▶ [TRY IT]: Where the data below has the string "mirror", return the whole line.

▶ [RECORDS TO PROCESS]:
»»

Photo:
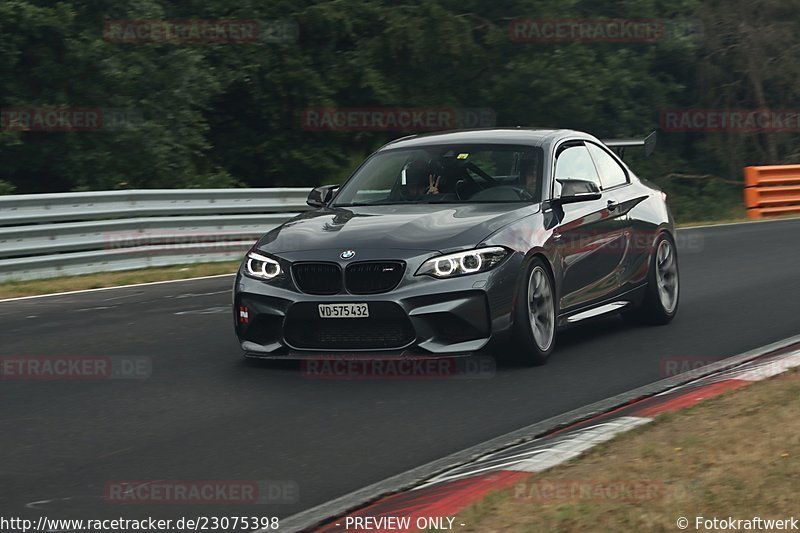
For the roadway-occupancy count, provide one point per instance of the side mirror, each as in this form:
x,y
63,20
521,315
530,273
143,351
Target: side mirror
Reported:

««

▶ [OUTPUT OF THE EXERCISE]:
For the roadway-occupancy count, provide one point per instance of the side mirror, each as in this form:
Target: side mirror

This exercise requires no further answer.